**Exercise details**
Pull out each line of the items below that contains the string "yellow", and copy those lines. Case counts.

**Provided records**

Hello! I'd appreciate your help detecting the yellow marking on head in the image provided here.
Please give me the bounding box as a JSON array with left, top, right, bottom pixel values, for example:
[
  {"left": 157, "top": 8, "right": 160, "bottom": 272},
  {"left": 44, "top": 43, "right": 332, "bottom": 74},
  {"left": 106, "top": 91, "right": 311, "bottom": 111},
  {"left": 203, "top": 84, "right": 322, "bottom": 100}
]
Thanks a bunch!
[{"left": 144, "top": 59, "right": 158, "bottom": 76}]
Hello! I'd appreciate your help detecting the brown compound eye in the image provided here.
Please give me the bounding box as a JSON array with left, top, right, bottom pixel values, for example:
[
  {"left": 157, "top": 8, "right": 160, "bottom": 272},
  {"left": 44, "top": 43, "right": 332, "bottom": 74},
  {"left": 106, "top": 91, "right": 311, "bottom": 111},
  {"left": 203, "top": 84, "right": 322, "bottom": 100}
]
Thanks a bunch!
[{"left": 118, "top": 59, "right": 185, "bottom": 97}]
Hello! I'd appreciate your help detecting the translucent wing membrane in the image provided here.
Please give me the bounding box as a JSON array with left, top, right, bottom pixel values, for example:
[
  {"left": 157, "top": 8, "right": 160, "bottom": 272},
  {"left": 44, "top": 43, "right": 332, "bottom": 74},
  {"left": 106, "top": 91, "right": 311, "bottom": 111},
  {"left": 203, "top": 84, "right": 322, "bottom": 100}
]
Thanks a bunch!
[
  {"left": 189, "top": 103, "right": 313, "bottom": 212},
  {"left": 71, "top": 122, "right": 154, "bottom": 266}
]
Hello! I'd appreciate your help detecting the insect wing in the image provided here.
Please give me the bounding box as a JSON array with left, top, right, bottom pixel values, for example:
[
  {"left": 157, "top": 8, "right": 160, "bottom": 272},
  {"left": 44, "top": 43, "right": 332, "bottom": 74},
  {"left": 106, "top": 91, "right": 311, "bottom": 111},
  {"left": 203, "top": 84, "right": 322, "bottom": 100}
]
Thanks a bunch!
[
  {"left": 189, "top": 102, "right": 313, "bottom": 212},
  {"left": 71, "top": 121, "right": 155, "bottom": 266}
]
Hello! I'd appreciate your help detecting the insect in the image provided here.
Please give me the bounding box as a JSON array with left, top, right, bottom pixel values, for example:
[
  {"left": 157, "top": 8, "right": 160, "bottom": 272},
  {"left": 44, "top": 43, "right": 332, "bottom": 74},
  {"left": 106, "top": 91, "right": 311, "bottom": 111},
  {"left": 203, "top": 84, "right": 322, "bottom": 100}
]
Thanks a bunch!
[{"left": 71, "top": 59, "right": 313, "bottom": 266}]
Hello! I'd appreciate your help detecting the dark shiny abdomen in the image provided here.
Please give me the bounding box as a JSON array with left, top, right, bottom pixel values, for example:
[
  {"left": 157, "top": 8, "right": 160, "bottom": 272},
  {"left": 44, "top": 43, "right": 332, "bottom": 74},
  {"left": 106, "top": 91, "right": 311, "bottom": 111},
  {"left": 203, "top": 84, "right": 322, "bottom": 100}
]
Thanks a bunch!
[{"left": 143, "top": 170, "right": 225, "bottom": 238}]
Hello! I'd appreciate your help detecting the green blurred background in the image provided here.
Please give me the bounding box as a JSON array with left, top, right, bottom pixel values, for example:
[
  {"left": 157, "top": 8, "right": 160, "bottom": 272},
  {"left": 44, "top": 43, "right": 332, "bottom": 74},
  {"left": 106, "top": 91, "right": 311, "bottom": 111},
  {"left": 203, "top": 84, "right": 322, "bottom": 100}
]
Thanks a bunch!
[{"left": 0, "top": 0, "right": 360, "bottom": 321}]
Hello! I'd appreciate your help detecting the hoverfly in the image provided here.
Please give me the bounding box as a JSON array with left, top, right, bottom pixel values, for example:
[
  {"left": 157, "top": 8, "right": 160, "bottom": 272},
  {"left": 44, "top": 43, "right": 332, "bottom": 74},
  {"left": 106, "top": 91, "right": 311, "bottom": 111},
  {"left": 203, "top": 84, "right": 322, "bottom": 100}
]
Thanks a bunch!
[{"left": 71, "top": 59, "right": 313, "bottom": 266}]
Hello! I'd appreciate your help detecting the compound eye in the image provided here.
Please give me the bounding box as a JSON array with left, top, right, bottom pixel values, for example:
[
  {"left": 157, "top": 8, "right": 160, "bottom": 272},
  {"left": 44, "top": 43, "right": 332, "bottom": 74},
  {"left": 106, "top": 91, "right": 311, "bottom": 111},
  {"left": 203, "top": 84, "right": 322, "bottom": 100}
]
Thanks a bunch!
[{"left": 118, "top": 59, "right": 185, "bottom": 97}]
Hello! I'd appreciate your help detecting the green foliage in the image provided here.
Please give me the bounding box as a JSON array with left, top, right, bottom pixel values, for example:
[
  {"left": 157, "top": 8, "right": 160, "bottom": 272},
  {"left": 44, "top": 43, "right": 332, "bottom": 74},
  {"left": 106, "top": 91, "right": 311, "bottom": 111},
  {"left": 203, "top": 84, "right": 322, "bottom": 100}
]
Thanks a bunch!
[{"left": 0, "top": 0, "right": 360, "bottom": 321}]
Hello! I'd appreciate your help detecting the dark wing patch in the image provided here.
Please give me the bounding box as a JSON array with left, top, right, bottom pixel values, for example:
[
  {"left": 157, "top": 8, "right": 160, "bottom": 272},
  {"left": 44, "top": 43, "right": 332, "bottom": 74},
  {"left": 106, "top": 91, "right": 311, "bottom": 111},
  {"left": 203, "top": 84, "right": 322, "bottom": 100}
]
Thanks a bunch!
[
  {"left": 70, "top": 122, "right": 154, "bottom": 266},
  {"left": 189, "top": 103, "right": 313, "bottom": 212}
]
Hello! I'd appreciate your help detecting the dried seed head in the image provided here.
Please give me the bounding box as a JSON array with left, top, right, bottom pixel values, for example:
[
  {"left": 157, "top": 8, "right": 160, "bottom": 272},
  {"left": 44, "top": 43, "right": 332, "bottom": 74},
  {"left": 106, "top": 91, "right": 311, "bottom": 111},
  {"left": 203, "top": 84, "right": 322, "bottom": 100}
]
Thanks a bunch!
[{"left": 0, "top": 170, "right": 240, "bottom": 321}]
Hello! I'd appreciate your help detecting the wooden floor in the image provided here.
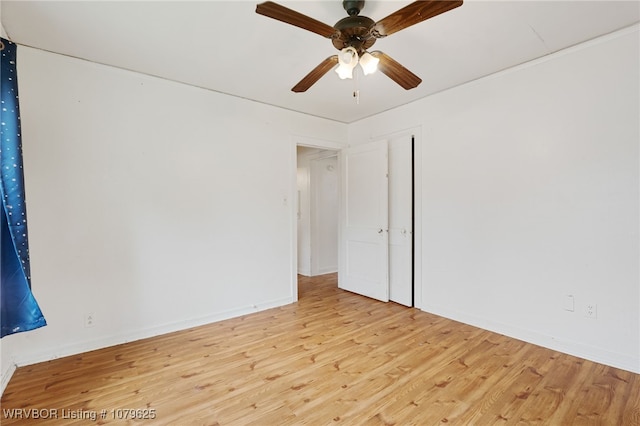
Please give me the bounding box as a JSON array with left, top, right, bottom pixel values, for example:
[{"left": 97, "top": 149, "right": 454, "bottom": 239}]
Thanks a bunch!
[{"left": 0, "top": 274, "right": 640, "bottom": 426}]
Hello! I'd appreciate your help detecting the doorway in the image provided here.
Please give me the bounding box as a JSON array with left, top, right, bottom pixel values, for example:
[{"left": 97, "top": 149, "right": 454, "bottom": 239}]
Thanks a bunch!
[{"left": 296, "top": 145, "right": 340, "bottom": 277}]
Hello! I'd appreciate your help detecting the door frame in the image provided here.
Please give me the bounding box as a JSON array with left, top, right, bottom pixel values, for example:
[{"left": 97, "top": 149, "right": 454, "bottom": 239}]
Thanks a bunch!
[
  {"left": 285, "top": 135, "right": 347, "bottom": 302},
  {"left": 285, "top": 125, "right": 424, "bottom": 310}
]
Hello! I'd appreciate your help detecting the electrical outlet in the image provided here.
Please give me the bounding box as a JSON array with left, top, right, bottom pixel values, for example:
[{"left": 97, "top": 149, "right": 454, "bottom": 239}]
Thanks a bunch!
[
  {"left": 84, "top": 312, "right": 96, "bottom": 328},
  {"left": 584, "top": 303, "right": 598, "bottom": 319}
]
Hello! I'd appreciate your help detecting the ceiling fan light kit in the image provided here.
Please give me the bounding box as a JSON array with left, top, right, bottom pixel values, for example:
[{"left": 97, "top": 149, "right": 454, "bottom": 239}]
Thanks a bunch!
[{"left": 256, "top": 0, "right": 462, "bottom": 93}]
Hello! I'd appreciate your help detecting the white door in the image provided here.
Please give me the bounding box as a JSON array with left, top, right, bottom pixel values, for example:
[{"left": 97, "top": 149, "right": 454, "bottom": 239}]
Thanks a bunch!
[
  {"left": 338, "top": 141, "right": 389, "bottom": 302},
  {"left": 389, "top": 134, "right": 413, "bottom": 306}
]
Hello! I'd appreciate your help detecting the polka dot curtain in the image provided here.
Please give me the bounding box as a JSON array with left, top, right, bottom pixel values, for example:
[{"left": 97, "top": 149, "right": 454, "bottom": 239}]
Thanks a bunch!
[{"left": 0, "top": 38, "right": 47, "bottom": 337}]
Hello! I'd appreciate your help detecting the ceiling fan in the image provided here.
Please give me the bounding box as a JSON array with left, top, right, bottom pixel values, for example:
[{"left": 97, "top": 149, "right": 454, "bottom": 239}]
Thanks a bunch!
[{"left": 256, "top": 0, "right": 462, "bottom": 93}]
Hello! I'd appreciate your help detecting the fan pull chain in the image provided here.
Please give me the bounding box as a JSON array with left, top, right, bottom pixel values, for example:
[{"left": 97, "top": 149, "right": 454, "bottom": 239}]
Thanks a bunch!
[{"left": 353, "top": 69, "right": 360, "bottom": 105}]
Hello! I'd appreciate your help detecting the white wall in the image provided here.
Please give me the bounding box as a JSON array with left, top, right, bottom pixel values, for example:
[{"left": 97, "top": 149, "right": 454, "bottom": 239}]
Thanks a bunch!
[
  {"left": 2, "top": 47, "right": 347, "bottom": 382},
  {"left": 349, "top": 26, "right": 640, "bottom": 372}
]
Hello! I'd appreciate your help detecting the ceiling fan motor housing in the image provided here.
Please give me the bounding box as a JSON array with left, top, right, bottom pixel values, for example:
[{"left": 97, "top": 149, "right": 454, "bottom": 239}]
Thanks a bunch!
[
  {"left": 332, "top": 15, "right": 376, "bottom": 55},
  {"left": 342, "top": 0, "right": 364, "bottom": 16}
]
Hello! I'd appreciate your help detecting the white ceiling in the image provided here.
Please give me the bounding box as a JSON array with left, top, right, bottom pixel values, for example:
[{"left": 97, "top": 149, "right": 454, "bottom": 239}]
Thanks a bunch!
[{"left": 0, "top": 0, "right": 640, "bottom": 123}]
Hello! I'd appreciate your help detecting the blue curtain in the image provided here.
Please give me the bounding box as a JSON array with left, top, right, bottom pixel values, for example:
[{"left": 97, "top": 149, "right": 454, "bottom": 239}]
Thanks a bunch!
[{"left": 0, "top": 38, "right": 47, "bottom": 337}]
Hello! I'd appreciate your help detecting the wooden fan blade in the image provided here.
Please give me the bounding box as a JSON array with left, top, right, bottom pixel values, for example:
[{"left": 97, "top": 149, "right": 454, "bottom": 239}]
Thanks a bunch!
[
  {"left": 256, "top": 1, "right": 337, "bottom": 38},
  {"left": 371, "top": 0, "right": 462, "bottom": 38},
  {"left": 371, "top": 50, "right": 422, "bottom": 90},
  {"left": 291, "top": 55, "right": 338, "bottom": 93}
]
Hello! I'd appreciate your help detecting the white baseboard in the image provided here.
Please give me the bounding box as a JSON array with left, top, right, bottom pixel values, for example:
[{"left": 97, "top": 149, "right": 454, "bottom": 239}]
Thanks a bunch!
[
  {"left": 314, "top": 266, "right": 338, "bottom": 275},
  {"left": 420, "top": 305, "right": 640, "bottom": 374},
  {"left": 13, "top": 297, "right": 294, "bottom": 370},
  {"left": 0, "top": 362, "right": 17, "bottom": 396}
]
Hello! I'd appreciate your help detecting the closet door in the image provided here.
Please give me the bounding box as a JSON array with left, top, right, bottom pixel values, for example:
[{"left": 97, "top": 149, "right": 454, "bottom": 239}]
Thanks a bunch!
[
  {"left": 338, "top": 140, "right": 389, "bottom": 302},
  {"left": 389, "top": 134, "right": 413, "bottom": 306}
]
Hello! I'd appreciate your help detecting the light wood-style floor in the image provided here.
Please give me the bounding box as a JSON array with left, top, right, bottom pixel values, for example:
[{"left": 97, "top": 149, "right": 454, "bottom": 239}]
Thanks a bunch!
[{"left": 0, "top": 274, "right": 640, "bottom": 426}]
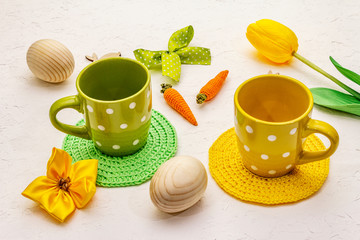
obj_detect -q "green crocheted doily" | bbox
[63,110,177,187]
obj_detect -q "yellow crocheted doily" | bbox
[209,128,330,205]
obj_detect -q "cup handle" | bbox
[298,119,339,164]
[49,95,91,139]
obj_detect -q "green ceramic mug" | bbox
[50,58,152,156]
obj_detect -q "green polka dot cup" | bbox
[234,74,339,177]
[50,58,152,156]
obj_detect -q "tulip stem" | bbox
[293,52,360,100]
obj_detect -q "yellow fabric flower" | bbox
[22,148,98,222]
[246,19,299,63]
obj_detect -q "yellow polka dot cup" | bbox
[50,58,152,156]
[234,74,339,177]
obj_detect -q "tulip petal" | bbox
[46,147,72,181]
[246,19,298,63]
[22,176,75,222]
[69,159,98,208]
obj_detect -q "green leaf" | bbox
[330,56,360,85]
[310,88,360,116]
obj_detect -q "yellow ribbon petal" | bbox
[46,147,72,181]
[69,159,98,208]
[22,176,75,222]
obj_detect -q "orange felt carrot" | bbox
[196,70,229,104]
[161,83,197,126]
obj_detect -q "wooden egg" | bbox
[150,156,207,213]
[26,39,75,83]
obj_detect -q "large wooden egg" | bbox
[150,156,207,213]
[26,39,75,83]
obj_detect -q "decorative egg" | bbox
[150,156,207,213]
[26,39,75,83]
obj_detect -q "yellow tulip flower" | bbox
[246,19,360,100]
[246,19,299,63]
[22,148,98,222]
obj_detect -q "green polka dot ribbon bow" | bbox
[134,25,211,81]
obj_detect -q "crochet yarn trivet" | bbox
[209,128,329,205]
[63,110,177,187]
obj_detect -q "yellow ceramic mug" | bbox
[234,74,339,177]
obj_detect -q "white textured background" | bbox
[0,0,360,240]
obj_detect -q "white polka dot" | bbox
[290,128,297,135]
[86,105,94,112]
[245,125,254,133]
[268,170,276,175]
[244,145,250,152]
[283,152,290,157]
[268,135,276,142]
[129,102,136,109]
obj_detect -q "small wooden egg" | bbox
[26,39,75,83]
[150,156,207,213]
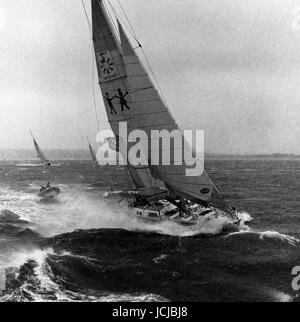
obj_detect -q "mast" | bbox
[29,130,51,167]
[92,0,228,209]
[87,138,99,168]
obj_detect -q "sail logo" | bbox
[96,51,118,81]
[97,122,205,176]
[292,266,300,292]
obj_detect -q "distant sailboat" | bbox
[91,0,240,226]
[30,131,51,167]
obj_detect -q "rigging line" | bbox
[81,0,100,132]
[92,43,100,132]
[81,0,121,195]
[118,0,168,106]
[118,0,223,204]
[91,0,135,195]
[81,0,93,36]
[107,0,142,49]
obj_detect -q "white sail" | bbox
[30,132,51,166]
[92,0,227,208]
[88,139,99,167]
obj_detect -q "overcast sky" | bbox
[0,0,300,153]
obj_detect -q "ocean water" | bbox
[0,159,300,302]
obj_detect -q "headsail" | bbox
[30,131,51,167]
[92,0,228,208]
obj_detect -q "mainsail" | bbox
[92,0,228,209]
[30,131,51,167]
[87,139,99,167]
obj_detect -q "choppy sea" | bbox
[0,159,300,302]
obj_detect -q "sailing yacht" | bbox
[87,138,99,168]
[30,131,51,167]
[91,0,240,226]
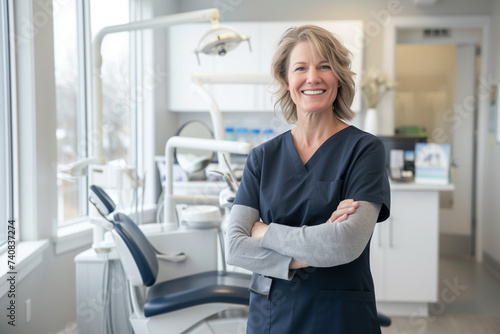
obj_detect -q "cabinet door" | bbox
[166,23,215,111]
[370,222,387,300]
[383,191,439,302]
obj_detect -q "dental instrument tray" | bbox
[181,205,222,228]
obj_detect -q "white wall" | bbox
[480,1,500,269]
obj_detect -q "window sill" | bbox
[0,239,49,297]
[54,205,156,255]
[54,220,92,255]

**Solution to the problem**
Hello! I'd appreciate your help detecting the yellow marking on head in the image provided here.
obj_detect -q "yellow crocheted doily" | bbox
obj_detect -q "yellow fabric flower" | bbox
obj_detect -q "yellow polka dot cup" | bbox
obj_detect -q "yellow ribbon petal" | bbox
obj_detect -q "yellow tulip flower" | bbox
obj_detect -q "yellow ceramic mug" | bbox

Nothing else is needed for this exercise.